▶ [TEXTO DADO]
..............................

Por Vicente Barbieri
Adolfo Duini lleva una vida ordenada, prudente, sencilla, monótona, que se despliega casi exclusivamente en su casa, en la oficina donde trabaja, en un bar de barrio. Respecto de las personas que se mueven en esos ámbitos —y esto incluye a su esposa— tiene opiniones, pero no afectos. Sus únicas escapadas, sus únicas aventuras por territorios inciertos, geográficos pero también espirituales, las hace de la mano de su amigo Víctor B., el único con el que parece mantener algún tipo de vínculo personal. Sin embargo, en la ordenada vida de Adolfo hay cuentas no saldadas, traiciones, cobardías y canalladas que rebullen en su interior apenas contenidas hasta que un detonante fortuito hace saltar la tapa de la olla. “Lo que ocurre es que uno a veces no se manifiesta tal como es”, reconoce.
Esta novela es el relato en primera persona que el protagonista ofrece de su propia vida, una confesión que despliega primero con dificultad y reiterados desvíos, pero que luego, a medida que va concibiendo un desenlace, se vuelve más clara y ordenada. Así como reconoce el progreso de su escritura, y se felicita por ello, Adolfo nunca cierra en su narración la distancia emocional que lo separa de los sucesos que refiere, por atroces o condenables que resulten. Cuando cree llegado el momento de resolver ese conflicto insoportable, se enmascara con un traje de fantasía, como si fuera otro el que actúa, y no él mismo.

..............................

▶ [MATERIAL PROPORCIONADO]
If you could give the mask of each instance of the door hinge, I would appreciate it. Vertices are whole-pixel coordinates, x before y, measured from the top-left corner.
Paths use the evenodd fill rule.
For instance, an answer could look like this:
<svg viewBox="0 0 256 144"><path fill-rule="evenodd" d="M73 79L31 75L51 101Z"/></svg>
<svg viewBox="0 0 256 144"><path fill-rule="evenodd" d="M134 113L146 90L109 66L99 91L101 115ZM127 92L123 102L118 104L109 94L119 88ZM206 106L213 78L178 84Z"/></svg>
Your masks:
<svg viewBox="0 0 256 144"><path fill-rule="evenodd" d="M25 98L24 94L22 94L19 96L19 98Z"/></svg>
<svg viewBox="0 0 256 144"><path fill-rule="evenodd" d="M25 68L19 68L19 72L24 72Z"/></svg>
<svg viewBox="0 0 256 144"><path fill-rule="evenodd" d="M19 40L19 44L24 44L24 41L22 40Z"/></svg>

..............................

▶ [TAREA SOLICITADA 1]
Según el texto sobre Adolfo Duini, ¿con quién hace el protagonista sus únicas escapadas?
▶ [TAREA SOLICITADA 2]
Prolonga el texto sobre Adolfo Duini a partir de su última oración.
El listado procede de una fuente distinta.

▶ [RESULTADO 1]
Con su amigo Víctor B.

▶ [RESULTADO 2]
Vicente Barbieri (1903-1956) es uno de los mayores poetas argentinos del siglo XX. Su producción se reparte en una docena de títulos, entre ellos La balada del río Salado (1941), incluido en el catálogo de IN OCTAVO. También publicó cuentos y tres novelas, más próximos al lenguaje lírico que a las exigencias de la narrativa. El intruso, escrita en 1954 y aparecida póstumamente en 1957, lo muestra incursionando en la exploración psicológica, y valiéndose de un lenguaje que sazona el realismo costumbrista con imágenes y situaciones cercanos al modernismo. Referencias a la cultura popular —la canción Dominó (1951), interpretada por Doris Day, la película A la hora señalada (1952), con Gary Cooper— sitúan precisamente en el tiempo los sucesos relatados. El autor se incluye de algún modo en el relato al compartir iniciales con Víctor B., el amigo que se despide de Adolfo diciendo “Presiento que mi soledad comienza a hacerse completa, o que, por lo menos, tendré que reorganizar mi vida.”